SELECTED EXTRACT |
--- begin ---
Kruze clients are twice as likely to get acquired as the average startup.  Find out why here

What is a Bridge Loan?

What are bridge loans? How do they work? Why should companies take them? Follow along as Kruze Consulting’s COO, Scott Orn, breaks down bridge loans, their purpose, and whether or not your startup should pursue one.

Bridge Loans

A bridge loan is a short-term loan startups can use to secure permanent financing or remove an existing obligation. The loan, typically, comes from a company’s inside venture capitalist (VC) investors. If a company has taken VC funding in the past ie. from a large fund that has significant financial means, that company can go back to the VC investors one additional time if in dire need. This could include poor financial performance or missing the necessary milestones needed to raise money from an outside lead or new investor. This “loan” is a lot like equity, in that it comes from equity investors and it will be in a security that converts into equity if things go well. Note that many companies that are not-VC backed may take a legitimate debt security if they get a bridge loan. We talk more about the types of debt that VC-backed companies can get on our venture debt page.

When a startup realizes the need for a bridge loan, they’ll set up a board meeting to discuss what is at stake. For example, a startup could be in a very uncomfortable position because they are not hitting their plan. They could also be hitting their plan, but realize they need three more months of runway extension before they can raise a new seed round. Nonetheless, the board will discuss the current situation. Based on that discussion, the board will either volunteer to do a bridge loan, ie. put more money in the company, or the startup’s CEO and founders will petition the investors for a bridge loan. 

A bridge loan is a bridge to the next round of capital raise. But, if you’re not careful, it can become a pier.
--- end ---
WHAT THE EXERCISE ASKS | Reproduce the bridge loan explainer above from "When a startup" to "become a pier.", word for word.

PROVIDED RECORDS |
--- begin ---
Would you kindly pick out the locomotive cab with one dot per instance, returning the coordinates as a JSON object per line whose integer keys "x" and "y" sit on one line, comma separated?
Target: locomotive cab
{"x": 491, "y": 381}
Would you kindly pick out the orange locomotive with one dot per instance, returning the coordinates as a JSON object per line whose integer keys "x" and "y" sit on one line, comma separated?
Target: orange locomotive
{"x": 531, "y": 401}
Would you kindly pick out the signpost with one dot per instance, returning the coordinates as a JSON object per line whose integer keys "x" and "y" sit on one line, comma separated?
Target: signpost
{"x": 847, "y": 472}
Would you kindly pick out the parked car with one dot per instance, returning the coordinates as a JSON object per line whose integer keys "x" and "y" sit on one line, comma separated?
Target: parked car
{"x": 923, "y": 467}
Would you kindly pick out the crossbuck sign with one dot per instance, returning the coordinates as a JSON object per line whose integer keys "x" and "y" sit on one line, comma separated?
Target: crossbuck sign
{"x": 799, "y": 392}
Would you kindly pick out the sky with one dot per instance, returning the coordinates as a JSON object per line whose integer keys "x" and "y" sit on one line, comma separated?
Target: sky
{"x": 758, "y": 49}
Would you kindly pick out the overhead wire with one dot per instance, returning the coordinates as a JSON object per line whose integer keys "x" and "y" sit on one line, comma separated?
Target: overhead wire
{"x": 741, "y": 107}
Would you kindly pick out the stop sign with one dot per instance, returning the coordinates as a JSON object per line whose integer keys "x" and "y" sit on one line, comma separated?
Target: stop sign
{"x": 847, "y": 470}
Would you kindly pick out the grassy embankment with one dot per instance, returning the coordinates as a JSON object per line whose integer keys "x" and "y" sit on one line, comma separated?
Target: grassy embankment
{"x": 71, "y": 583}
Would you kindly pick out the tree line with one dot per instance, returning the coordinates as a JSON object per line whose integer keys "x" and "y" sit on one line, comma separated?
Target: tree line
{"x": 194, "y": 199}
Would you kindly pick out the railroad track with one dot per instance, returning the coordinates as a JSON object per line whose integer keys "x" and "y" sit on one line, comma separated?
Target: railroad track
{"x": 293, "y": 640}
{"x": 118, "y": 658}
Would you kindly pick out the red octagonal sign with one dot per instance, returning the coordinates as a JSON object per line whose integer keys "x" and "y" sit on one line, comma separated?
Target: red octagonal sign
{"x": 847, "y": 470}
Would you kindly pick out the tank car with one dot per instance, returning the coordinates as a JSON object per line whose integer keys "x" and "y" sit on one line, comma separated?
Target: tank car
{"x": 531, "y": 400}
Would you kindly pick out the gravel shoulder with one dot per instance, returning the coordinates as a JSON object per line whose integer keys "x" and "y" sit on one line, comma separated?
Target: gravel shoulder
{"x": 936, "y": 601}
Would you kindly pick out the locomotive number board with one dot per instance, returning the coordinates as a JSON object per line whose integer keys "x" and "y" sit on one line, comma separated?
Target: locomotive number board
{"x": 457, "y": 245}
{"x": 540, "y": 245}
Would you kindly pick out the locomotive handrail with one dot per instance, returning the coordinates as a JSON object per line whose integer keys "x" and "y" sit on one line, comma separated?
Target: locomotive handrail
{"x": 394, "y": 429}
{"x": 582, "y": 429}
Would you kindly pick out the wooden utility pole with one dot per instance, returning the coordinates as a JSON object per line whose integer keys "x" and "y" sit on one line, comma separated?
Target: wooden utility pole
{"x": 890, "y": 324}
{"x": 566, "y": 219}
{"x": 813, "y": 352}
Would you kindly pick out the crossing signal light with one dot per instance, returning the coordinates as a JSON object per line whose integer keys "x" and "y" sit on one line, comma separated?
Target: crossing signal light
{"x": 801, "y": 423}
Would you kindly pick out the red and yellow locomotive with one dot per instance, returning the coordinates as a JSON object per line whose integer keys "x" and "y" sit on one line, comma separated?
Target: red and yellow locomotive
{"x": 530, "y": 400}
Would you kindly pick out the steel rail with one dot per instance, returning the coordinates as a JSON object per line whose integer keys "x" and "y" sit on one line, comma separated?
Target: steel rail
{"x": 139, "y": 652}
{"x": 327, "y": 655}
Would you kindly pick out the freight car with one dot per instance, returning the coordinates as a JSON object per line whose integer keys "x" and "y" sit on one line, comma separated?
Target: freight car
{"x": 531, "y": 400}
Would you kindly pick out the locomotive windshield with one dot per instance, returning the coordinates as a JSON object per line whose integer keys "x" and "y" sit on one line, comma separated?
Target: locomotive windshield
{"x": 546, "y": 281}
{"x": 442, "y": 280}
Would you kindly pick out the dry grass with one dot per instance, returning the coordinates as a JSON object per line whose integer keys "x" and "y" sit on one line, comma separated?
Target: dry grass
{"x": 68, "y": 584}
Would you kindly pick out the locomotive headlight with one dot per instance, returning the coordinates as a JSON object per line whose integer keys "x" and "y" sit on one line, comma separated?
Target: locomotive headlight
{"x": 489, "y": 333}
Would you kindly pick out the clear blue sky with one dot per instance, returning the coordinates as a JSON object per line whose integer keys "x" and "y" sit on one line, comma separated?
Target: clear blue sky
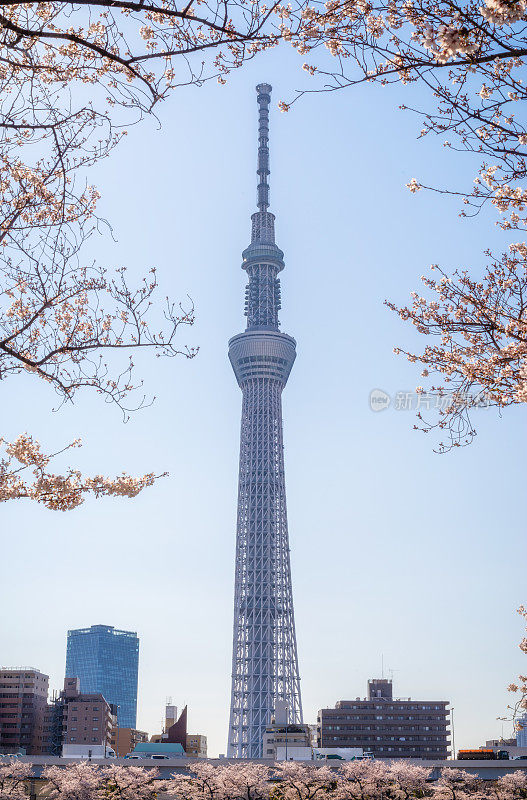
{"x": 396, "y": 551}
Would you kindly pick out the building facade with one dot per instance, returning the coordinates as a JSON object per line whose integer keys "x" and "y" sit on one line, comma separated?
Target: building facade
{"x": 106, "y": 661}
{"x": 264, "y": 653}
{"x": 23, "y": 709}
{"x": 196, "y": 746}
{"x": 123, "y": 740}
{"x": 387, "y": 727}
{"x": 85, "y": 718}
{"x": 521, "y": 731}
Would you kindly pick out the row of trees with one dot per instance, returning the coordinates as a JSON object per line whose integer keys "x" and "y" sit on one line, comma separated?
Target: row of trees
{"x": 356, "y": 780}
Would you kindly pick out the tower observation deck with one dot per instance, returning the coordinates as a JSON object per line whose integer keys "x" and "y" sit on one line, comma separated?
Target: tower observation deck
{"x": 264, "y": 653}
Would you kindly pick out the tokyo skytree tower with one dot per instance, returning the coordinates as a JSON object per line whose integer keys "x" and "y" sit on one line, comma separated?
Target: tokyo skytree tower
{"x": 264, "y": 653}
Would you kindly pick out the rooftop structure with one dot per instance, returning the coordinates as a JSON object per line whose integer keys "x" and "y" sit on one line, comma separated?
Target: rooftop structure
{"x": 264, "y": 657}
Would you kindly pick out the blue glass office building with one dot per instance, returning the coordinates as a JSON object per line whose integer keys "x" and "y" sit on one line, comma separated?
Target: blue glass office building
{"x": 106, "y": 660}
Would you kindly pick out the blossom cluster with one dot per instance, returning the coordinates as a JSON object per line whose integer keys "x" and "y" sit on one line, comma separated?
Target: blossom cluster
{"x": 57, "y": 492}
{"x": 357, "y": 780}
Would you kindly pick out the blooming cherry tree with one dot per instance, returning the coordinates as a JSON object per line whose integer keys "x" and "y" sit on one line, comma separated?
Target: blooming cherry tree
--- end ---
WRITTEN ANSWER |
When a startup realizes the need for a bridge loan, they’ll set up a board meeting to discuss what is at stake. For example, a startup could be in a very uncomfortable position because they are not hitting their plan. They could also be hitting their plan, but realize they need three more months of runway extension before they can raise a new seed round. Nonetheless, the board will discuss the current situation. Based on that discussion, the board will either volunteer to do a bridge loan, ie. put more money in the company, or the startup’s CEO and founders will petition the investors for a bridge loan. 

A bridge loan is a bridge to the next round of capital raise. But, if you’re not careful, it can become a pier.